SOURCE MATERIAL

■ ■ ■ ■ ■

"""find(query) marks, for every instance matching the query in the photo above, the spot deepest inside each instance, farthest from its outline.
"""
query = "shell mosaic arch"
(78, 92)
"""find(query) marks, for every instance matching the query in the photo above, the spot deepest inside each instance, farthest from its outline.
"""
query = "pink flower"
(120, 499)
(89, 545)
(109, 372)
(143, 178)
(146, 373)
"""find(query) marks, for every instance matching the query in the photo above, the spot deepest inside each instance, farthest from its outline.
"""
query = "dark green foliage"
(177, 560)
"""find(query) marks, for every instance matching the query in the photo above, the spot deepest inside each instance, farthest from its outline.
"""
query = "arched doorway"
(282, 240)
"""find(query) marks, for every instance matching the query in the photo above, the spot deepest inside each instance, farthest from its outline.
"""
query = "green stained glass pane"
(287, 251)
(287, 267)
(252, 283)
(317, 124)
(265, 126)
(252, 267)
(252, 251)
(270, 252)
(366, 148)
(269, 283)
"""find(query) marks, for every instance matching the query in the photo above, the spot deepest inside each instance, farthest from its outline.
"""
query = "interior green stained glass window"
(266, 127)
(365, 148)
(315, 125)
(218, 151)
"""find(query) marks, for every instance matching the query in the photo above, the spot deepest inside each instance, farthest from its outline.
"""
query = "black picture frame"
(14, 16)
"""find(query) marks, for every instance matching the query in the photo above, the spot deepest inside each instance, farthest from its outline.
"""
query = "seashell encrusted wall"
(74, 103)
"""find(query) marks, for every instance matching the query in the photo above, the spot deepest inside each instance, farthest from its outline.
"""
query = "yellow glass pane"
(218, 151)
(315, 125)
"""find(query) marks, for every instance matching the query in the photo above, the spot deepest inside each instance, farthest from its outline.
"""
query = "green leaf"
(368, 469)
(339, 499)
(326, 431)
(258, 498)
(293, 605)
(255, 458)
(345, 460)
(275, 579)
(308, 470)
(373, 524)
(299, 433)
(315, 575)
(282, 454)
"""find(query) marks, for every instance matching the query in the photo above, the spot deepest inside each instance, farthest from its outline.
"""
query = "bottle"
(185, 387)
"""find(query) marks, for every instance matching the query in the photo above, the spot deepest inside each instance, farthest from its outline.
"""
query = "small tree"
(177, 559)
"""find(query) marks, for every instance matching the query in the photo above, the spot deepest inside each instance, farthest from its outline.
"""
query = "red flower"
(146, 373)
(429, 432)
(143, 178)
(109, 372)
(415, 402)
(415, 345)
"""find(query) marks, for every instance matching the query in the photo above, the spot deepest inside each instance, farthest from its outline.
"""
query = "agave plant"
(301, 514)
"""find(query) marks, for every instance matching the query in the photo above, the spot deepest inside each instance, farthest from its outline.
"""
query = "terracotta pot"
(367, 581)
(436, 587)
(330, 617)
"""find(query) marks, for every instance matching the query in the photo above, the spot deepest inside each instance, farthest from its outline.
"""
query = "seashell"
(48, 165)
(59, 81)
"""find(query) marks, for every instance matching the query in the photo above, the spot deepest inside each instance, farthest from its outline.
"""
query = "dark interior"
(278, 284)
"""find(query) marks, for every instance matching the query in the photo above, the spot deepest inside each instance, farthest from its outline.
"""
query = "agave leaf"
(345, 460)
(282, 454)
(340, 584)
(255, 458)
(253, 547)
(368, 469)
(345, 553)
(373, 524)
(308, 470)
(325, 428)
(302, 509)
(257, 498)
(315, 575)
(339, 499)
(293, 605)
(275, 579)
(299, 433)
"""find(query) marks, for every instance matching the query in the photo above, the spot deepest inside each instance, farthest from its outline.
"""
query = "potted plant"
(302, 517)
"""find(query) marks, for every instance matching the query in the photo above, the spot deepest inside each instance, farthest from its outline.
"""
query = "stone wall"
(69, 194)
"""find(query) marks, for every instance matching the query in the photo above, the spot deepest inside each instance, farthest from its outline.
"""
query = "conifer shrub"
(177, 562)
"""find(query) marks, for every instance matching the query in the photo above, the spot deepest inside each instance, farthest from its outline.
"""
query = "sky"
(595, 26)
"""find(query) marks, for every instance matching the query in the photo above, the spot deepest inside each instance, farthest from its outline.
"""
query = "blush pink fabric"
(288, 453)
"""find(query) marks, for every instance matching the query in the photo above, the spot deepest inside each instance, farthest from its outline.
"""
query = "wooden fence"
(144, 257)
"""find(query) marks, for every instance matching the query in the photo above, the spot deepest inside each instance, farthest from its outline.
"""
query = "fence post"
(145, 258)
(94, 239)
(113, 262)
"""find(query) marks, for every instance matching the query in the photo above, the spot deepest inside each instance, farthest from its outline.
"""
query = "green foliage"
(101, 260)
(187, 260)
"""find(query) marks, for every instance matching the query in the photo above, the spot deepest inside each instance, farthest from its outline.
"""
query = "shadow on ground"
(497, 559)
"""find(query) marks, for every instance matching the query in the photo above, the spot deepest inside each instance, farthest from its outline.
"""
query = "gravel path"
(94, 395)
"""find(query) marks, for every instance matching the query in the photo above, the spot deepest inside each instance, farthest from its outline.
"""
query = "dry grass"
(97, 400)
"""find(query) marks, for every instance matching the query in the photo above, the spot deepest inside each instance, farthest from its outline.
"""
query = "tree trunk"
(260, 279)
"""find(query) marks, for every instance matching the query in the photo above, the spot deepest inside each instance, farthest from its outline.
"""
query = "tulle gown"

■ ■ ■ ■ ■

DIRECTIONS FOR THIS TASK
Copy the material above back out, exactly as written.

RESPONSE TO THE EXERCISE
"""find(query) marks, for every instance matching the query in the photo above, the spot deepest inside each instance, farthest from its outline.
"""
query = "shell mosaic arch"
(78, 92)
"""find(query) marks, for every instance matching the query in the photo above, the spot deepest inside each instance, farthest from its outline.
"""
query = "pink flower"
(120, 499)
(89, 545)
(109, 372)
(143, 178)
(146, 373)
"""find(query) marks, for every instance matching the query in the photo above, the spot deepest inside each instance, farthest from its outline.
"""
query = "dark green foliage"
(177, 560)
"""find(query) marks, for every instance matching the query in the photo above, the spot deepest inside each instance, farthest from its outline.
"""
query = "arched doorway"
(282, 240)
"""find(query) marks, for every instance matching the query in the photo above, the spot deepest inside each instance, farthest from its outline.
"""
query = "green stained glass pane"
(287, 251)
(287, 267)
(252, 283)
(317, 124)
(265, 126)
(252, 267)
(252, 251)
(270, 252)
(366, 148)
(269, 283)
"""find(query) marks, for every instance matching the query in the photo above, the spot deepest inside each instance, farthest from its outline.
"""
query = "interior green stained glass window"
(266, 127)
(365, 148)
(315, 125)
(218, 151)
"""find(query) marks, for every instance matching the query in the photo above, the spot deepest inside each instance, farthest from its outline.
"""
query = "black picture frame"
(14, 16)
"""find(query) marks, for every instance matching the query in the photo above, the spot deepest inside each instance, farthest from its outline.
"""
query = "seashell encrusted wall"
(74, 103)
"""find(query) marks, for every instance matching the query in the photo above, the spot deepest inside each instance, farthest from its outline.
"""
query = "yellow glass pane"
(218, 151)
(315, 125)
"""find(query) marks, for every instance matching the query in the photo above, the spot deepest inside each instance, farthest from its outline.
"""
query = "green leaf"
(368, 469)
(339, 499)
(326, 431)
(258, 498)
(293, 605)
(255, 458)
(345, 460)
(275, 579)
(308, 470)
(373, 524)
(299, 433)
(315, 575)
(282, 454)
"""find(query) marks, for every instance matching the query in the photo above, the spot deepest inside each instance, farthest from its outline.
"""
query = "bottle"
(185, 387)
"""find(query) marks, for every instance matching the query in the photo above, the spot deepest inside each instance, farthest from its outline.
"""
query = "small tree"
(177, 559)
"""find(query) marks, for every instance matching the query in the photo above, the spot deepest inside each instance, farthest from its outline.
"""
query = "red flower"
(146, 373)
(429, 432)
(143, 178)
(109, 372)
(415, 402)
(415, 345)
"""find(query) marks, for every instance matching the query in the photo above, the spot deepest inside each instance, farthest from its outline.
"""
query = "agave plant"
(301, 514)
"""find(query) marks, for every instance matching the query in the photo above, the spot deepest inside each instance, farthest from its outline.
"""
query = "terracotta pot"
(367, 581)
(436, 587)
(330, 617)
"""find(query) marks, for every instance matching the query in the photo above, the spot deepest inside each instance, farthest from its outline.
"""
query = "seashell"
(48, 165)
(59, 81)
"""find(query) marks, for every instance matching the query in the photo above, the spot deepest inside each instance, farthest from its outline.
"""
query = "dark interior"
(278, 284)
"""find(query) marks, for every instance matching the query in the photo above, the spot deepest inside each instance, farthest from its outline.
"""
query = "agave leaf"
(345, 460)
(282, 454)
(340, 584)
(255, 458)
(253, 547)
(368, 469)
(345, 553)
(373, 524)
(308, 470)
(325, 428)
(302, 509)
(257, 498)
(315, 575)
(339, 499)
(293, 605)
(275, 579)
(299, 433)
"""find(query) marks, for every instance matching the query in the photo above, the spot deepest inside each instance, farthest from its outline.
"""
query = "potted plant"
(302, 517)
"""find(query) marks, for every instance matching the query in the photo above, the spot deepest inside each instance, farthest from its outline.
"""
query = "stone wall"
(69, 194)
"""find(query) marks, for every instance matching the query in the photo above, the spot deepest inside each instance, farthest from its outline.
"""
query = "conifer shrub"
(177, 562)
"""find(query) marks, for every instance matching the query in the photo above, the spot deepest inside each instance, farthest from its outline.
"""
query = "sky"
(595, 26)
"""find(query) marks, for every instance matching the query in the photo above, the spot deepest inside each instance, farthest from its outline.
"""
query = "blush pink fabric"
(288, 453)
"""find(query) marks, for every instance matching the query in the photo above, the spot deepest inside each instance, farthest from its outline.
"""
query = "wooden fence"
(144, 257)
"""find(query) marks, for every instance matching the query in the photo above, the spot deepest inside each instance, farthest from its outline.
"""
query = "fence post"
(145, 258)
(94, 239)
(113, 262)
"""find(query) marks, for every instance matching the query in the photo above, the spot deepest inside each instance, farthest from its outline.
"""
query = "green foliage"
(101, 260)
(187, 260)
"""find(query) marks, for every instance matching the query in the photo above, the spot deepest inside each instance, farthest from its outline.
"""
query = "shadow on ground"
(497, 559)
"""find(query) marks, for every instance matching the query in the photo above, the spot deepest inside each instance, farthest from its outline.
"""
query = "gravel path"
(94, 395)
"""find(query) marks, for every instance matching the query in the photo above, the spot deepest inside each instance, farthest from its outline.
"""
query = "dry grass"
(97, 400)
"""find(query) marks, for every instance matching the query in the photo above, the spot deepest inside each instance, farthest from its outline.
"""
query = "tree trunk"
(260, 279)
"""find(query) marks, for every instance matching the query in the photo above, the spot deepest inside each instance, farthest from its outline.
"""
query = "tulle gown"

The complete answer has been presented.